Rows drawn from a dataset

# # #

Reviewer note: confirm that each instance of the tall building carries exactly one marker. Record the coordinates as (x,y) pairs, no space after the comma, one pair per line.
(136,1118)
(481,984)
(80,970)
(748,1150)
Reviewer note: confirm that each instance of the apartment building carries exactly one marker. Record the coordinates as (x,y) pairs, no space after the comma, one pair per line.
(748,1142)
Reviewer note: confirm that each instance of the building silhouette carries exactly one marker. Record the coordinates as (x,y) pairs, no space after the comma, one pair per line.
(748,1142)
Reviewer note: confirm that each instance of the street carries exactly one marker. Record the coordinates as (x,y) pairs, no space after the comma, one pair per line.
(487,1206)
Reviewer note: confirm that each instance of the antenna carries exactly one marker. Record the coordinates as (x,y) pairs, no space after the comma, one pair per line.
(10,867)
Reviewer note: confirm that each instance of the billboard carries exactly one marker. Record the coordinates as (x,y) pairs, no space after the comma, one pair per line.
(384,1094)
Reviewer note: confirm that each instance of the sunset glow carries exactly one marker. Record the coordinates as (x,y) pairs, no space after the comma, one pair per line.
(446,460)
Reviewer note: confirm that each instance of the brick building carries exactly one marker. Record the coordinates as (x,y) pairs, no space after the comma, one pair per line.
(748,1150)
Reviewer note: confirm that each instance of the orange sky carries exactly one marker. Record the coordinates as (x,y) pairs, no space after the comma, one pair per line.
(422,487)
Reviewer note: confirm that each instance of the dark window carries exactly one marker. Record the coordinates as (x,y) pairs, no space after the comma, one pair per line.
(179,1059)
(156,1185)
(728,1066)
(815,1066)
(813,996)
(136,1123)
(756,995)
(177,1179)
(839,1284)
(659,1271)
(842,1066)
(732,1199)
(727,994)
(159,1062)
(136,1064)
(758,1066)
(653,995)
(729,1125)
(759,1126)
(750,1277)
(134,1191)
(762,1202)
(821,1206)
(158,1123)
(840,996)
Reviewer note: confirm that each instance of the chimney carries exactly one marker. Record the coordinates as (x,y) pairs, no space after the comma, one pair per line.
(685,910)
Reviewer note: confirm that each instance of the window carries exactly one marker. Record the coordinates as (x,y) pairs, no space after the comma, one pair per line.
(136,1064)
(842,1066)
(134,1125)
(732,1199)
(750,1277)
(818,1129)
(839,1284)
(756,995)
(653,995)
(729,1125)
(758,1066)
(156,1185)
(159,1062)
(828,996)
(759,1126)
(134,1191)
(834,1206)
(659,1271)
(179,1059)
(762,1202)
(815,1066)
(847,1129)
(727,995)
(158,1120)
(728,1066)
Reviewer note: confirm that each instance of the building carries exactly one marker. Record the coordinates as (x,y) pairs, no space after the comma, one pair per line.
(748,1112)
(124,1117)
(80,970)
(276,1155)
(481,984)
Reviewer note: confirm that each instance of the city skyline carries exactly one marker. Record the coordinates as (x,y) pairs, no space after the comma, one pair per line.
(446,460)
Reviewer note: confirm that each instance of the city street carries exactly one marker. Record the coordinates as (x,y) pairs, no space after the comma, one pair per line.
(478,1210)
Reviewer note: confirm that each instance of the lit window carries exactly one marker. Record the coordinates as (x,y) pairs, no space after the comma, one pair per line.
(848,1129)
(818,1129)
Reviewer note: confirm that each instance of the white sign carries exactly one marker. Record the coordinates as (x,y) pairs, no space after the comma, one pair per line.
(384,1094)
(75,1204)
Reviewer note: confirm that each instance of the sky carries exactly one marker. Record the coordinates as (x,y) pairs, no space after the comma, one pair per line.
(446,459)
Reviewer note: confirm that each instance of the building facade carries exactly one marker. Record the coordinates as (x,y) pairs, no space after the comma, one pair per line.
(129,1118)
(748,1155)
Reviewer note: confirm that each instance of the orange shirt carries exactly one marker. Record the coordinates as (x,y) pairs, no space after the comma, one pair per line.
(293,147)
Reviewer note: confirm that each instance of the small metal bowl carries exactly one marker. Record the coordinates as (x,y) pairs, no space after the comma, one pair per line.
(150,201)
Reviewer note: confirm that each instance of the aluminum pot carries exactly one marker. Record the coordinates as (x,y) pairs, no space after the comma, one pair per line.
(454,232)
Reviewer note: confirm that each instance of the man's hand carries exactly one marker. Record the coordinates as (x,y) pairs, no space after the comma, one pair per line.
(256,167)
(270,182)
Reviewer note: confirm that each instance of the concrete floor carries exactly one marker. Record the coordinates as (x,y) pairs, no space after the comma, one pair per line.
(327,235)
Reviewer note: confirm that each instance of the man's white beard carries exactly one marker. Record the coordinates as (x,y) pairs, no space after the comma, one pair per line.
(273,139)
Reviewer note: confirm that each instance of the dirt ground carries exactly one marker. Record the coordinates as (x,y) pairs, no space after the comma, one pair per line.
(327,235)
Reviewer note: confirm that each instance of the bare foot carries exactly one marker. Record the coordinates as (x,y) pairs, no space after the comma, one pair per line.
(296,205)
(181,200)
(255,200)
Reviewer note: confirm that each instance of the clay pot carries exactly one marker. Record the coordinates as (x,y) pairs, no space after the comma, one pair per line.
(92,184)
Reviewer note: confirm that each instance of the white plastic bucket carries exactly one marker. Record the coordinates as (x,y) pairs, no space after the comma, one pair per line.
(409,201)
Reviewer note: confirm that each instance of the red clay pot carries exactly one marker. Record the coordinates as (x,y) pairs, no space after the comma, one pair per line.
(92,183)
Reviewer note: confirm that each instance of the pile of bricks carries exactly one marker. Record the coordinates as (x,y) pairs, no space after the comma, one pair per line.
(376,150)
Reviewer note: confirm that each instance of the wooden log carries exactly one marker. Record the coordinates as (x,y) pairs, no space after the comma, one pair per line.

# # #

**YOUR OBJECTIVE:** Convert every line of the listing above into a numbered list, omitting any blank lines.

**WRITTEN RESPONSE:**
1. Reviewer note: confirm that each instance of the tall building carries exactly one marker. Record the coordinates as (x,y) pairs, no space after the comma, one pair per line.
2. (136,1118)
3. (481,984)
4. (80,970)
5. (748,1150)
6. Reviewer note: confirm that each instance of the apartment building carries exactly one marker. Record the coordinates as (x,y) pairs, no space after the comma, one pair per line.
7. (748,1142)
8. Reviewer note: confirm that each instance of the building silhouette carries exactly one marker. Record the coordinates as (x,y) pairs, no space after the comma, one pair per line.
9. (748,1142)
10. Reviewer note: confirm that each instance of the street carries exactly one marker. Record the coordinates as (x,y) pairs, no space after the comma, one pair per line.
11. (487,1206)
12. Reviewer note: confirm that each instance of the antenna carries exactly one marker. Record the coordinates as (x,y) pairs, no space after the comma, one pair per line.
13. (10,867)
14. Reviewer note: confirm that each instance of the billboard carries exactly one marker. Record the coordinates as (x,y) pairs, no space after the comma, one pair per line.
15. (384,1094)
16. Reviewer note: confirm that each instance of the sunset glow carries exactly one marker. Record the coordinates as (x,y) pairs, no space after the comma, one pair per line.
17. (446,460)
18. Reviewer note: confirm that each instance of the brick building carries exactly one marker. Record the coordinates as (x,y) pairs, no space after the comma, one pair per line.
19. (748,1150)
20. Reviewer note: confirm that each instance of the orange sky carries exactly one marker. Record the coordinates as (x,y) pairs, no space after the comma, one pair per line.
21. (422,487)
22. Reviewer note: confirm that each instance of the dark window carries exactly one marker. Record the coordinates as (x,y) pairs, no space after the comma, one pair per line.
23. (179,1059)
24. (156,1185)
25. (728,1066)
26. (815,1066)
27. (813,996)
28. (136,1123)
29. (756,995)
30. (177,1179)
31. (839,1284)
32. (659,1271)
33. (842,1066)
34. (732,1199)
35. (727,994)
36. (159,1062)
37. (136,1064)
38. (758,1066)
39. (653,995)
40. (729,1125)
41. (759,1126)
42. (750,1277)
43. (134,1191)
44. (762,1202)
45. (821,1206)
46. (158,1123)
47. (840,996)
48. Reviewer note: confirm that each instance of the chimney carries exactly one marker. Record the coordinates as (x,y) pairs, no space after the comma, one pair per line.
49. (685,910)
50. Reviewer note: confirm that each instance of the window carries exactly one marker. Record the coordinates as (x,y) pairs, no space after the comma, one pair per line.
51. (136,1064)
52. (842,1066)
53. (134,1125)
54. (732,1199)
55. (750,1277)
56. (818,1129)
57. (839,1284)
58. (756,995)
59. (653,995)
60. (729,1125)
61. (758,1066)
62. (156,1185)
63. (159,1062)
64. (828,996)
65. (759,1126)
66. (134,1191)
67. (834,1206)
68. (659,1271)
69. (179,1059)
70. (762,1202)
71. (815,1066)
72. (847,1129)
73. (727,995)
74. (158,1120)
75. (728,1066)
76. Reviewer note: confirm that each instance of the building carries exactly one marker. Record the coordinates as (x,y) pairs, no space after the comma, one pair per line.
77. (748,1112)
78. (124,1117)
79. (80,970)
80. (276,1155)
81. (481,984)
82. Reviewer note: confirm that each instance of the city skyline carries exactly one marker. Record the coordinates as (x,y) pairs, no space after the comma, one pair per line.
83. (446,460)
84. Reviewer note: confirm that each instance of the city street carries exactly one marker. Record the coordinates as (x,y) pairs, no space after the comma, one pair per line.
85. (478,1210)
86. Reviewer note: confirm that each instance of the lit window carries exactly one marker. Record the coordinates as (x,y) pairs, no space after the comma, one pair per line.
87. (848,1129)
88. (818,1129)
89. Reviewer note: confirm that each instance of the white sign carries exactly one marker. Record the coordinates as (x,y) pairs, no space after the comma, one pair per line.
90. (384,1094)
91. (75,1204)
92. Reviewer note: confirm that each instance of the sky carries exactly one marker. Record the coordinates as (x,y) pairs, no space after the comma, one pair per line.
93. (446,459)
94. Reviewer note: confirm that each instance of the building facade carries exactly one marker. Record the coordinates as (x,y) pairs, no space after the comma, one pair per line.
95. (129,1118)
96. (748,1155)
97. Reviewer note: confirm that each instance of the orange shirt carries exactly one marker. Record the coordinates as (x,y) pairs, no space after the comma, one pair per line.
98. (293,147)
99. Reviewer note: confirm that each instance of the small metal bowl carries exactly one marker. Record the coordinates as (x,y) pairs, no space after the comma, one pair per line.
100. (150,201)
101. Reviewer note: confirm that each instance of the aluminum pot carries exactly one marker. Record the coordinates as (x,y) pairs, no space after the comma, one pair per line.
102. (454,232)
103. Reviewer note: confirm that each instance of the man's hand carries exactly one marker. Record the coordinates as (x,y) pairs, no space after the comma, one pair per line.
104. (256,167)
105. (270,182)
106. Reviewer note: confirm that each instance of the concrete floor carries exactly one marker. Record the coordinates as (x,y) pairs, no space after the comma, one pair per line.
107. (327,235)
108. Reviewer note: confirm that each instance of the man's white beard carries exactly one marker. Record the coordinates as (x,y) pairs, no space after the comma, one pair per line.
109. (273,139)
110. Reviewer note: confirm that each instance of the dirt ground carries exactly one marker. Record the coordinates as (x,y) pairs, no space after the comma, one pair per line.
111. (327,235)
112. Reviewer note: confirm that each instance of the bare foot carries exactly one marker. Record the coordinates as (x,y) pairs, no space after the comma, one pair per line.
113. (296,205)
114. (181,200)
115. (255,200)
116. Reviewer note: confirm that each instance of the clay pot carries exactly one marker. Record the coordinates as (x,y) pairs, no space after the comma, one pair per line.
117. (92,184)
118. Reviewer note: confirm that each instance of the white plastic bucket carries exactly one marker. Record the coordinates as (x,y) pairs, no space after the comma, one pair per line.
119. (409,201)
120. Reviewer note: confirm that each instance of the red clay pot carries exactly one marker. Record the coordinates as (x,y) pairs, no space after the comma, one pair per line.
121. (92,183)
122. Reviewer note: confirm that each instance of the pile of bricks carries exactly one marker. Record the coordinates as (x,y) pairs, no space after the comma, one pair per line.
123. (376,150)
124. Reviewer note: confirm that each instance of the wooden log carries exactly one marker. Record the coordinates as (x,y) pairs, no space after the comma, one pair per line.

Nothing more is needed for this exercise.